===== Document section

BEIRUT/AMMAN: Syrian regime forces Thursday battled to reach troops trapped in rebel bastion Eastern Ghouta, as an activist group said at least 30 civilians died in Russian and government bombardments. State television said “army units had launched an assault to break the siege” of the Armored Vehicle Base where some 250 soldiers are believed to be cut off.
On the outskirts of Damascus, Eastern Ghouta is one of the last remaining opposition strongholds in Syria and has itself been under government siege since 2013, causing severe food and medicine shortages for up to 400,000 residents.
The regime base on the edge of the region was surrounded by rebels at the start of the week after an offensive that involved Hay’at Tahrir al-Sham, an alliance dominated by a former Al-Qaeda affiliate, the British-based Syrian Observatory for Human Rights said. Observatory head Rami Abdel-Rahman said “violent clashes were taking place” Thursday close to the base, the only one in Eastern Ghouta still held by President Bashar Assad’s forces.

==========
===== Given material

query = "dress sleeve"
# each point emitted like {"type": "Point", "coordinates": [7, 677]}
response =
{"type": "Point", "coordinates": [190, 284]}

==========

What you have to do – Return, word for word, the part of the Eastern Ghouta news report that opens with the words containing "BEIRUT/AMMAN: Syrian regime" and closes with "to 400,000 residents.".

Solution –
BEIRUT/AMMAN: Syrian regime forces Thursday battled to reach troops trapped in rebel bastion Eastern Ghouta, as an activist group said at least 30 civilians died in Russian and government bombardments. State television said “army units had launched an assault to break the siege” of the Armored Vehicle Base where some 250 soldiers are believed to be cut off.
On the outskirts of Damascus, Eastern Ghouta is one of the last remaining opposition strongholds in Syria and has itself been under government siege since 2013, causing severe food and medicine shortages for up to 400,000 residents.